◆ Given instruction ◆
Give back exactly the lines that run from the line containing "Point to the driver, one" through the end of the listing below. Leave out every other line.

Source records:
********
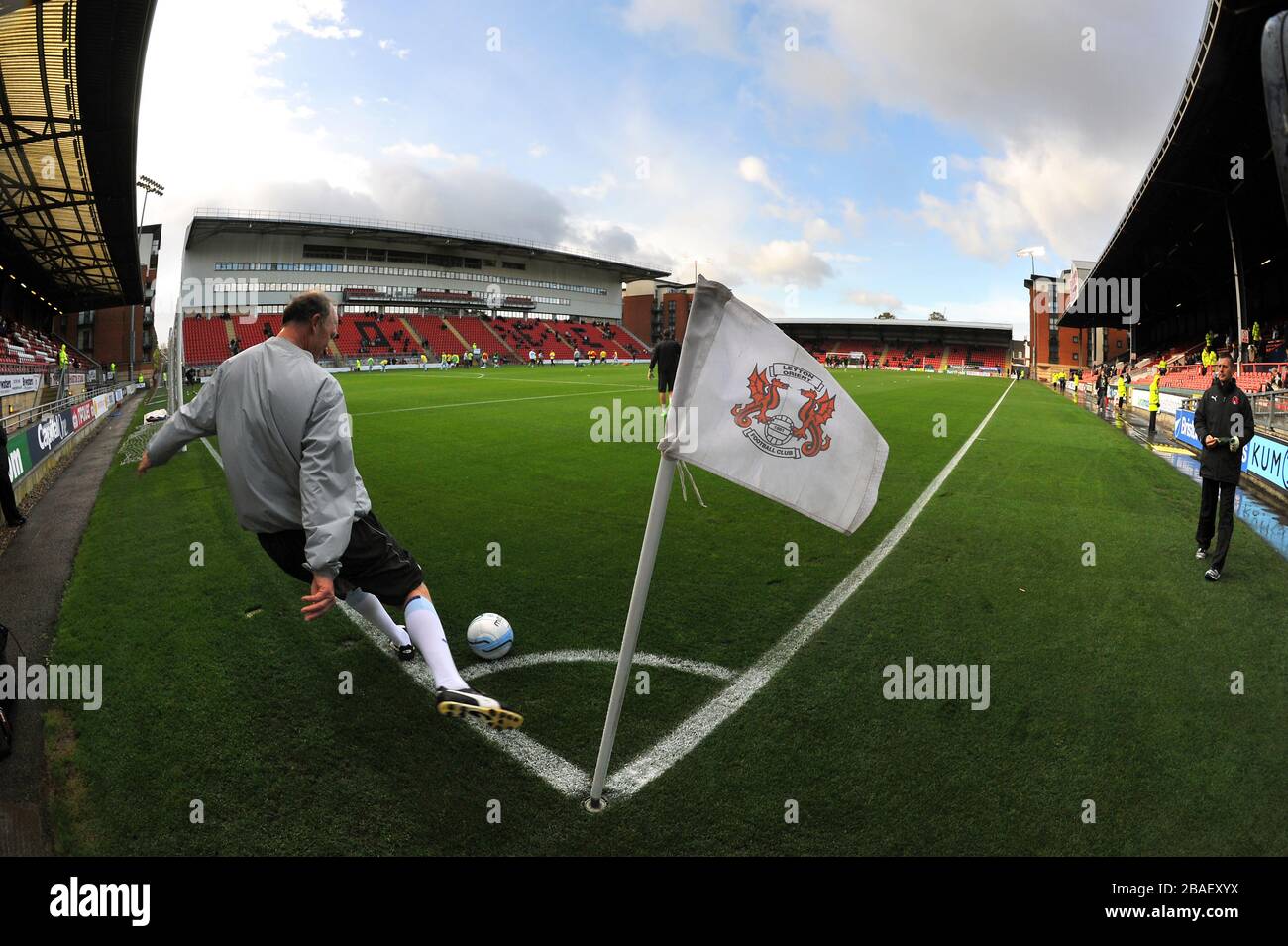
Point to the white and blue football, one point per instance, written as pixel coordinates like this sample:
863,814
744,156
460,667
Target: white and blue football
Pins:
489,636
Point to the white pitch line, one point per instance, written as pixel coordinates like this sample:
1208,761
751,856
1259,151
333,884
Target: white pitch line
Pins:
682,740
502,400
580,383
562,775
605,657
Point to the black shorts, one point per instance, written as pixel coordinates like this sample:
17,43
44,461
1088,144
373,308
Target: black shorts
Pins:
374,562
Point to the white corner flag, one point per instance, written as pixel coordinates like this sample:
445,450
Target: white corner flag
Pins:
755,408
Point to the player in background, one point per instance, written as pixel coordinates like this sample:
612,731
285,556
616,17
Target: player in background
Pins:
303,497
666,360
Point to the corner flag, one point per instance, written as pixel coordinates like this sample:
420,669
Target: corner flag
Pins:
755,408
760,411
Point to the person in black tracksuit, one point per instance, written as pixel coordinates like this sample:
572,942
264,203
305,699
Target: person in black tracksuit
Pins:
666,360
1223,412
12,516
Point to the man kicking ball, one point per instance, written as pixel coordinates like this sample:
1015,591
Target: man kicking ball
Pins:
287,455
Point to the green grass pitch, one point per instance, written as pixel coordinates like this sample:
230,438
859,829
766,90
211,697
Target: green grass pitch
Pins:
1109,683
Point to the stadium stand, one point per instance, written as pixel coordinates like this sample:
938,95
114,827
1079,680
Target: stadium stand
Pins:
26,349
386,336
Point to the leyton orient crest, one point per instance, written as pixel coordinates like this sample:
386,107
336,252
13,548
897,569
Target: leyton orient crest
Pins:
787,409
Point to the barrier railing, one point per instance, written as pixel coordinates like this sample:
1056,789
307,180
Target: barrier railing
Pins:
1270,409
25,418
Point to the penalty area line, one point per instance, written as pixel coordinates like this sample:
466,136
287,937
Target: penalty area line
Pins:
681,742
502,400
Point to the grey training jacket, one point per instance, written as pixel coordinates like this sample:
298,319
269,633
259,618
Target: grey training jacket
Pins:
284,438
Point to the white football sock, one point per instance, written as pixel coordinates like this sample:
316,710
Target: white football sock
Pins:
370,607
426,632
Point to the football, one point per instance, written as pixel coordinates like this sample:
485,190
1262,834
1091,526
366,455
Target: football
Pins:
489,636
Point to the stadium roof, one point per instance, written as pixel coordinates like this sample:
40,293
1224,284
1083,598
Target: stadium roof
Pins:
209,222
1173,235
69,80
897,323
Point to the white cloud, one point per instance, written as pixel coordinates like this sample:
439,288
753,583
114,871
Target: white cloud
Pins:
819,231
394,50
755,171
706,25
1048,188
428,151
842,258
183,138
851,218
881,301
789,262
599,189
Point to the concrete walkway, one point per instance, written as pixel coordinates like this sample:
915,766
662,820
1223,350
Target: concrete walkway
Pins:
34,572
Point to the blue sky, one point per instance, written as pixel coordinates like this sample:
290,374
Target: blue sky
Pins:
789,146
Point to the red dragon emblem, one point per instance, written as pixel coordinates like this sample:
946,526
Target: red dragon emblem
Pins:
767,417
764,398
816,411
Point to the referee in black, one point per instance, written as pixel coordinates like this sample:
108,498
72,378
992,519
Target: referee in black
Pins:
12,516
666,360
1222,416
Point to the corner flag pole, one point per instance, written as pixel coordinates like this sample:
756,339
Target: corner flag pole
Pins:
634,617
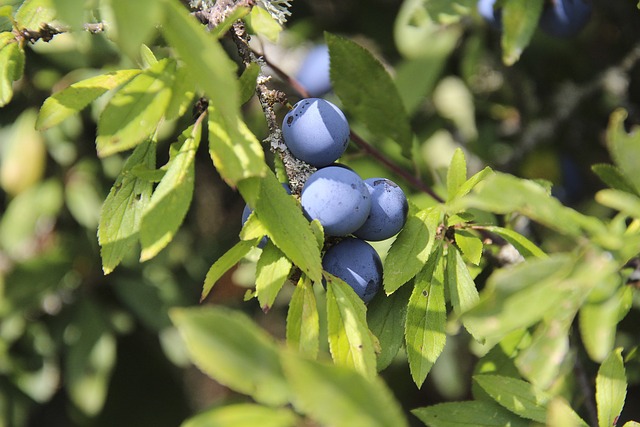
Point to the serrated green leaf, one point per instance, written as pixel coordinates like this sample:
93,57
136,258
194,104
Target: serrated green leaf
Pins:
206,61
272,271
411,249
248,81
526,247
286,226
229,347
33,13
243,415
349,337
613,177
425,334
368,92
627,203
516,395
79,95
386,317
11,68
122,210
456,174
134,112
235,151
182,94
225,263
624,148
560,414
471,413
262,23
470,245
462,288
611,389
519,21
339,396
171,199
303,327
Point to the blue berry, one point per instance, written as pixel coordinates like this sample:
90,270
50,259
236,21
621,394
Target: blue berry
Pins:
313,74
565,18
388,213
316,131
338,198
358,264
490,14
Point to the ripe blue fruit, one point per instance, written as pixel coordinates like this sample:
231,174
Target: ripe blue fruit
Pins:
338,198
313,73
565,18
316,131
358,264
388,213
489,13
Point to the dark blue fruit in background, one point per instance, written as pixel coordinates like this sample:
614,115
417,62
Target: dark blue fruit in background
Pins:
565,18
316,131
358,264
338,198
389,210
313,74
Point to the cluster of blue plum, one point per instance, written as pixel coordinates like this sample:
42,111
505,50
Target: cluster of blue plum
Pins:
350,209
560,18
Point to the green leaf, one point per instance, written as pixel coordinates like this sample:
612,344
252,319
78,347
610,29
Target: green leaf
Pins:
171,199
11,68
411,249
261,23
470,245
624,148
526,247
456,414
229,347
303,327
134,112
426,318
243,415
339,396
386,317
235,151
130,31
519,21
122,210
286,226
629,204
518,297
224,264
33,13
456,174
516,395
272,271
613,177
206,61
611,389
350,341
368,92
248,81
79,95
462,288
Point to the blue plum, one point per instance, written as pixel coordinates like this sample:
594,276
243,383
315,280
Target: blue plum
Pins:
358,264
338,198
313,73
316,131
490,14
565,18
388,213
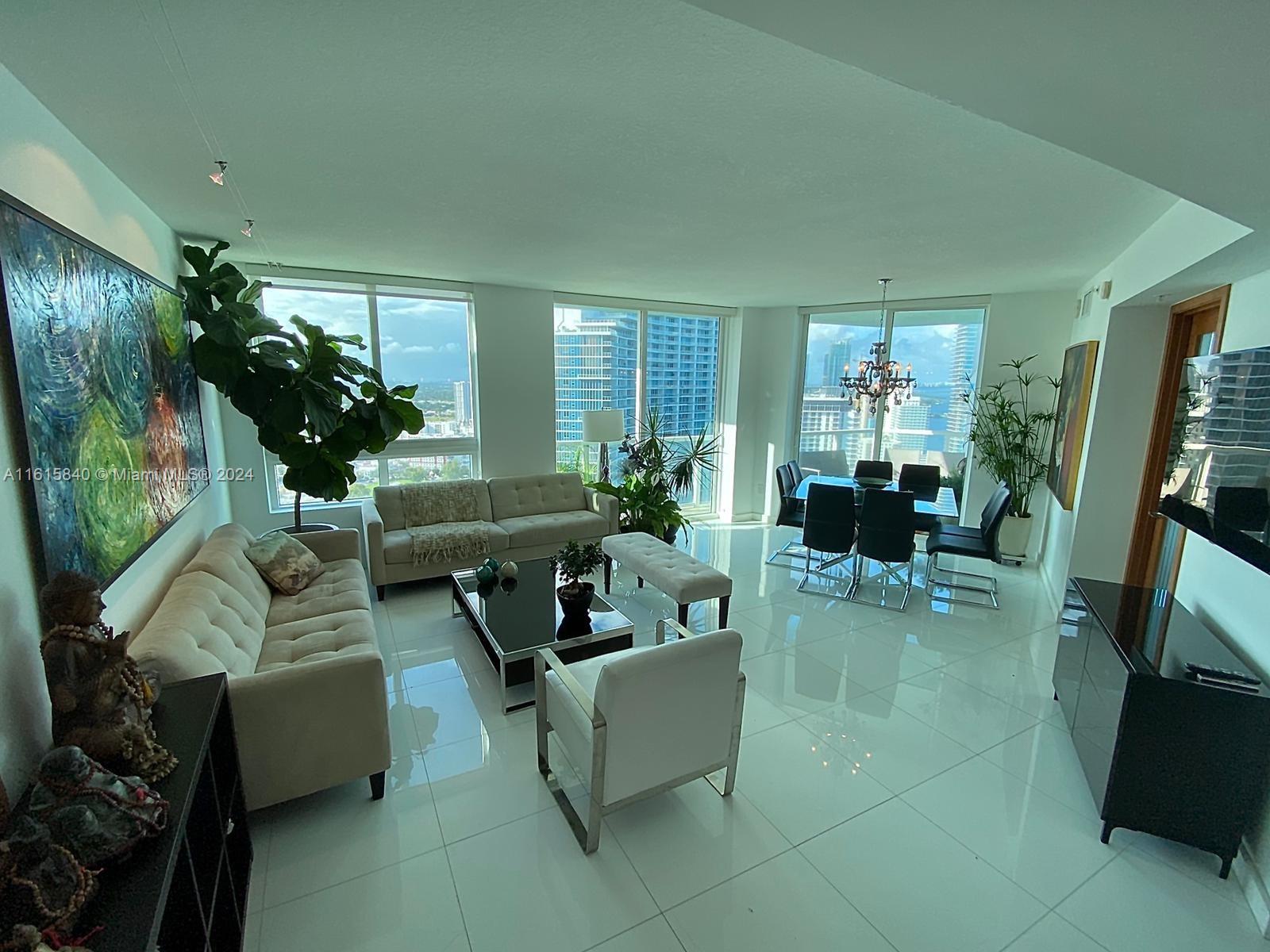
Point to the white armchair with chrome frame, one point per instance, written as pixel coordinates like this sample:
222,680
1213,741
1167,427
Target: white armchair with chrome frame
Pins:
641,721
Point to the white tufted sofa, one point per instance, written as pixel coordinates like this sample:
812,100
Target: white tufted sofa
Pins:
527,517
305,673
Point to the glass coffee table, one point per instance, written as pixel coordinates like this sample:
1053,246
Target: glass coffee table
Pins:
512,625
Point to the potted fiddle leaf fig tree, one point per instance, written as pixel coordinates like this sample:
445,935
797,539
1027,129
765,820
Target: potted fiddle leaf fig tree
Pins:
575,562
314,404
1010,431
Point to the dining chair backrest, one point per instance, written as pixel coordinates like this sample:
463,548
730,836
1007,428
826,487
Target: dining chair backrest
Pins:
918,476
791,507
994,516
829,520
887,526
876,469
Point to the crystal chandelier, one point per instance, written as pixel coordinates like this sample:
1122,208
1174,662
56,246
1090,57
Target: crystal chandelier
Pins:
878,378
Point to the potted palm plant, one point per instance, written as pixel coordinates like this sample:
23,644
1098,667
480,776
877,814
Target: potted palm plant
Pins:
656,471
1011,441
573,562
314,404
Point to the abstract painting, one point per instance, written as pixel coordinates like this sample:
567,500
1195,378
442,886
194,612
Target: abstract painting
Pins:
108,395
1073,412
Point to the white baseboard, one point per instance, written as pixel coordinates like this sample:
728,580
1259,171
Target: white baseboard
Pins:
1255,888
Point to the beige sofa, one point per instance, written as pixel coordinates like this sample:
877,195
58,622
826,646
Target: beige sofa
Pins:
529,517
305,673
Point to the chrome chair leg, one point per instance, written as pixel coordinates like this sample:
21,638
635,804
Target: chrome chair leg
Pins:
954,585
791,550
889,570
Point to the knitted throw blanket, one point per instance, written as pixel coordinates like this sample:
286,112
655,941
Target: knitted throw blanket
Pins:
444,522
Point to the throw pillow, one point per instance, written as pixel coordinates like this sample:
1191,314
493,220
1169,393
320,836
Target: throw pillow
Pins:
286,562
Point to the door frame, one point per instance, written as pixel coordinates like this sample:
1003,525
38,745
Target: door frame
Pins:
1142,565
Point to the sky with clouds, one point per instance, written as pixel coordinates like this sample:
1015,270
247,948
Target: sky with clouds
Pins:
421,340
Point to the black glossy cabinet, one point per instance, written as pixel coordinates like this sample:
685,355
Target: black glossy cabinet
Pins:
1161,753
186,890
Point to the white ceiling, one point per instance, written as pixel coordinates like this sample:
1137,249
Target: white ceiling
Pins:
1172,92
637,149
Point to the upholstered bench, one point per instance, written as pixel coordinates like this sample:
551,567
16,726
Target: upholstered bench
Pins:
670,570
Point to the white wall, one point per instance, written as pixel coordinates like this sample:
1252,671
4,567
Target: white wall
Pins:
1121,408
768,361
514,380
46,167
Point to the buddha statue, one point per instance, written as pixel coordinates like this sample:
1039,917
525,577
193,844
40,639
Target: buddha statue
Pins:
101,700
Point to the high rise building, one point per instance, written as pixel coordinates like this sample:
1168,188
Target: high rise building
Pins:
596,359
835,361
965,359
463,406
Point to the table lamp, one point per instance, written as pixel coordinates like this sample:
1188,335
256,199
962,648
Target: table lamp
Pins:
603,427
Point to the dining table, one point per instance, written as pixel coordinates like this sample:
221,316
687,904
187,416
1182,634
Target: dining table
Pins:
930,501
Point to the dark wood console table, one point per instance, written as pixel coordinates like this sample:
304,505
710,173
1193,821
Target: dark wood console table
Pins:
186,890
1162,753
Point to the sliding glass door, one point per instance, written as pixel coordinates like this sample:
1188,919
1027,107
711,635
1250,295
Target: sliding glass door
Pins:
943,343
634,359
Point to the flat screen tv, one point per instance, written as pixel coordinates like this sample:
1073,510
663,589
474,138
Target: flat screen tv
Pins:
1217,474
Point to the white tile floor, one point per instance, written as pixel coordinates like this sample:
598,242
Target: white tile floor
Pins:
905,784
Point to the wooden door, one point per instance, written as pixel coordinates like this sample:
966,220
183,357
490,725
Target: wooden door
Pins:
1156,546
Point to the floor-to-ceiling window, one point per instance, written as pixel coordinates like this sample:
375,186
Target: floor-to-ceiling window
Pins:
630,359
413,336
940,340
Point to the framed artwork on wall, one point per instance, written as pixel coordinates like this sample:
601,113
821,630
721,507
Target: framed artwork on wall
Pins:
107,391
1073,413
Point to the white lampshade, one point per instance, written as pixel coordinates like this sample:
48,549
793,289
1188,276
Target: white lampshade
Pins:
602,425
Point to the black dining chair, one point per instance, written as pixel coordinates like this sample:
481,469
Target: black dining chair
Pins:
829,528
924,482
972,543
791,512
887,535
876,470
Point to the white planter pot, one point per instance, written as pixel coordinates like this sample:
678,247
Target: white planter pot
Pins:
1015,532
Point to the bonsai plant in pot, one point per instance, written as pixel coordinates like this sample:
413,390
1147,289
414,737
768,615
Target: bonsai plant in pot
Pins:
313,404
656,471
1010,431
572,564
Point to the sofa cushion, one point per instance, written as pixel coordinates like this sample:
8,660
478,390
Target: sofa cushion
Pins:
387,501
224,555
202,626
397,545
285,562
533,495
309,640
554,527
342,588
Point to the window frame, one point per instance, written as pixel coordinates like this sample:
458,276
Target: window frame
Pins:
641,309
399,448
979,302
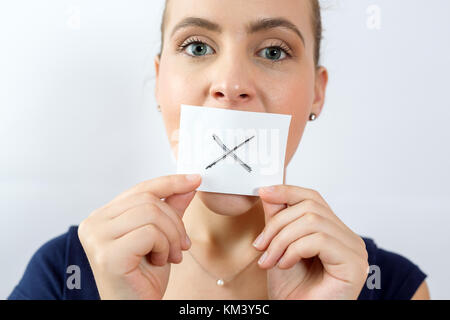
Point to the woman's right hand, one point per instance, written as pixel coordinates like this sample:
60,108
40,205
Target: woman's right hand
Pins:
131,241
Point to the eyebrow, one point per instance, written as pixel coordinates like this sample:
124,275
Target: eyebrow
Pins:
253,27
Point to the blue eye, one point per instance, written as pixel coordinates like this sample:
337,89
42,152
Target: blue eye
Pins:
274,53
198,48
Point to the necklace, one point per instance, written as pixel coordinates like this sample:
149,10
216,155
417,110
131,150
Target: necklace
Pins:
221,281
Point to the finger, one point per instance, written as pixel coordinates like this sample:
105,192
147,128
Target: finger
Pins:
307,224
129,249
138,217
281,219
337,259
166,186
290,195
138,199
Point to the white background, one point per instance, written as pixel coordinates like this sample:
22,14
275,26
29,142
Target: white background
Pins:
77,127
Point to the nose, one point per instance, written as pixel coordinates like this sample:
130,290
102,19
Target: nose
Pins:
232,85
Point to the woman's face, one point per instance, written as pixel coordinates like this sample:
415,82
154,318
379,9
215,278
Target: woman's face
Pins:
222,62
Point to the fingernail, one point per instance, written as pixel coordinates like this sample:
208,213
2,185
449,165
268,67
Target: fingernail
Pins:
258,240
268,189
188,241
179,256
263,257
280,261
192,177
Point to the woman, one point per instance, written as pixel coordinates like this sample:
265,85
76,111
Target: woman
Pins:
260,56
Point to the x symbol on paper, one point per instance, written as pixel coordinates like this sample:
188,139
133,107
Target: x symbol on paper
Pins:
228,152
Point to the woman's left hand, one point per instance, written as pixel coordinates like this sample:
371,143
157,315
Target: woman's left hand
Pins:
318,256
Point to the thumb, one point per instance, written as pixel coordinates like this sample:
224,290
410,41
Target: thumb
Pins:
271,209
179,202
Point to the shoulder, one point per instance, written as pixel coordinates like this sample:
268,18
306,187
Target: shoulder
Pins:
391,275
50,268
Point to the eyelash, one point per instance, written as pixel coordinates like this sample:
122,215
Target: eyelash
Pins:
279,45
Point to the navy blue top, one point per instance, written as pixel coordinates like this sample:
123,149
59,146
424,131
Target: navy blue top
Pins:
46,275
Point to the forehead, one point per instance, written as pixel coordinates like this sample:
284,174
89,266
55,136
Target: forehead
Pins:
235,15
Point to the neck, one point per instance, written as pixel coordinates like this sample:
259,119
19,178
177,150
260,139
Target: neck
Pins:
223,233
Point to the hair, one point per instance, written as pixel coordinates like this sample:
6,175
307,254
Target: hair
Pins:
316,17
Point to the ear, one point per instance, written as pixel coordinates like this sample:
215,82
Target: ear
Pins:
320,88
157,63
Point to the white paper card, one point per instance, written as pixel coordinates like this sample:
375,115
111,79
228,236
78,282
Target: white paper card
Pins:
234,151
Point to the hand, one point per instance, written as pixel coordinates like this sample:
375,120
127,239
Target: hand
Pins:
318,256
131,241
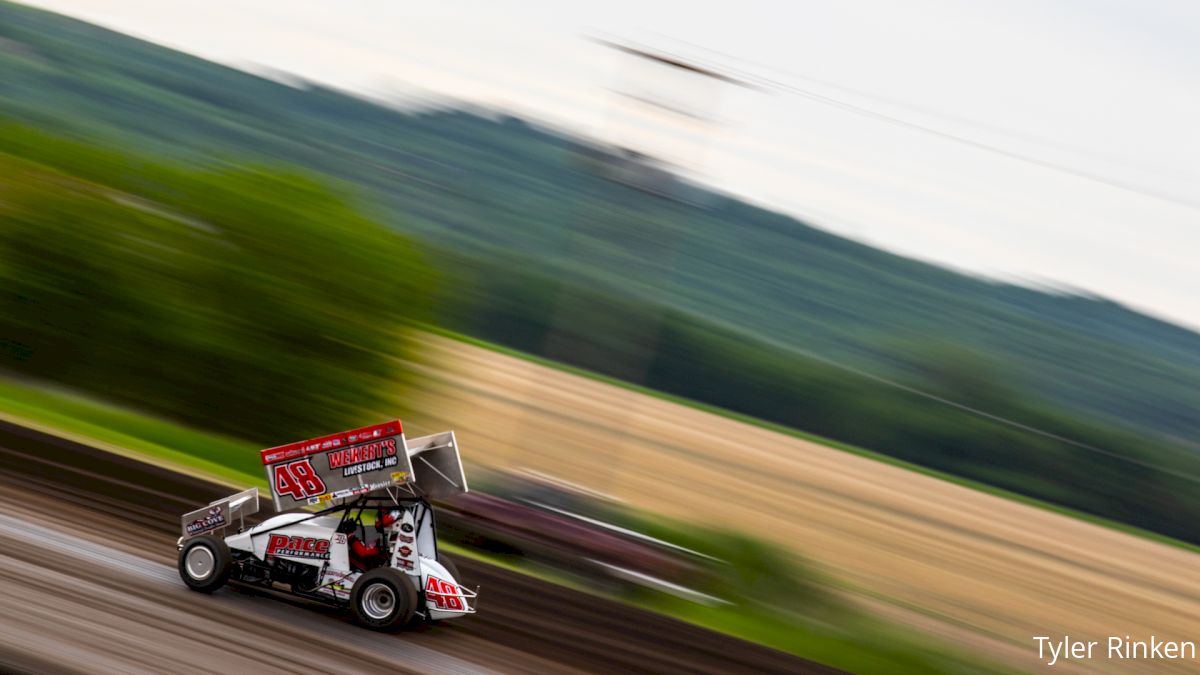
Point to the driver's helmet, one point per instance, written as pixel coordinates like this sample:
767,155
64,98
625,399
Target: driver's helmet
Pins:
385,518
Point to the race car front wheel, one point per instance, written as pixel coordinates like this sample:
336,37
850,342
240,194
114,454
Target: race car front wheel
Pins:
383,599
204,563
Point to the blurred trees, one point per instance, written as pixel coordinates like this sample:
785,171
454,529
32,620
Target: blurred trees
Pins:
250,302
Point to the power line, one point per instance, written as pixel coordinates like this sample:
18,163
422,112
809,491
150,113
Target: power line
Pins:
978,144
971,410
778,84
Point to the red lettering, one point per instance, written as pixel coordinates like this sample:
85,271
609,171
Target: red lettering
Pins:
443,593
275,543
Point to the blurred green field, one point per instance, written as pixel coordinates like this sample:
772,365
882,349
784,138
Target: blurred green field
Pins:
730,305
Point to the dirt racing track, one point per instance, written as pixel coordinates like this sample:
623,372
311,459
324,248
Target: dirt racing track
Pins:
89,585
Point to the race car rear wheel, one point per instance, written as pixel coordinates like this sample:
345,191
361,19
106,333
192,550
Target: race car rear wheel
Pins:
204,563
383,599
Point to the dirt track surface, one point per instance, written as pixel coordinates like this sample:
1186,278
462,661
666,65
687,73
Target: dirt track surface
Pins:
108,597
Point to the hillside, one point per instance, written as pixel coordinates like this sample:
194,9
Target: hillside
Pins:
490,184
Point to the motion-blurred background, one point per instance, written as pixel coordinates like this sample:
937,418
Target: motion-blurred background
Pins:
865,334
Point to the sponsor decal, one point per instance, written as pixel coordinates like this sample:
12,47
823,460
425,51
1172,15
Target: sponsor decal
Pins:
298,547
211,520
443,595
364,458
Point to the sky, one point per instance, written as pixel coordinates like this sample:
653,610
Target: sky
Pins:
1108,89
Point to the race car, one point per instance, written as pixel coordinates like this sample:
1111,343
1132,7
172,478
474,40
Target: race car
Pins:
372,544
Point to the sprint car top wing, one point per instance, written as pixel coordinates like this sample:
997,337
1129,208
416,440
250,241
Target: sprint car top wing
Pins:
348,464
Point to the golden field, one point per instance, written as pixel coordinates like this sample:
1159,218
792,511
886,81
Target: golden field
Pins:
979,569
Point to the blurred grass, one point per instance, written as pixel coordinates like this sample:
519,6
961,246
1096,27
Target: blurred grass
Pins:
117,429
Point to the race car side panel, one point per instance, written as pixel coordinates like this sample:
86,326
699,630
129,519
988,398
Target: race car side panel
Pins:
444,598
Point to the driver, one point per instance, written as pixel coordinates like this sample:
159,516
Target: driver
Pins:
366,556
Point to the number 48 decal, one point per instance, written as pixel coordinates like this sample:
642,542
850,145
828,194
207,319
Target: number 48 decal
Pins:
298,479
443,593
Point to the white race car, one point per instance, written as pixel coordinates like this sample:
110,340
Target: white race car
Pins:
389,573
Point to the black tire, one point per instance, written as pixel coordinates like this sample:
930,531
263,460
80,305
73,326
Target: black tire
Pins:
204,563
383,599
********
◆ Reply ◆
Point to the driver, one point per instance, written as pixel coordinates like this sample:
159,516
Target: driver
Pins:
366,556
Point to the number 48 decal, one point per instance, written as pixel coordinates like this sample:
642,542
850,145
828,194
207,319
Target: number 48 decal
Pins:
298,479
443,593
Point to the white race car, one point per instance, written as pixel coordinates like this sample:
110,340
Target: white race car
Pins:
389,573
Point to the black tire, one point per instance, written as pixel coordinates like this sample:
930,531
263,460
80,305
73,326
Target: black tire
Pins:
204,563
383,599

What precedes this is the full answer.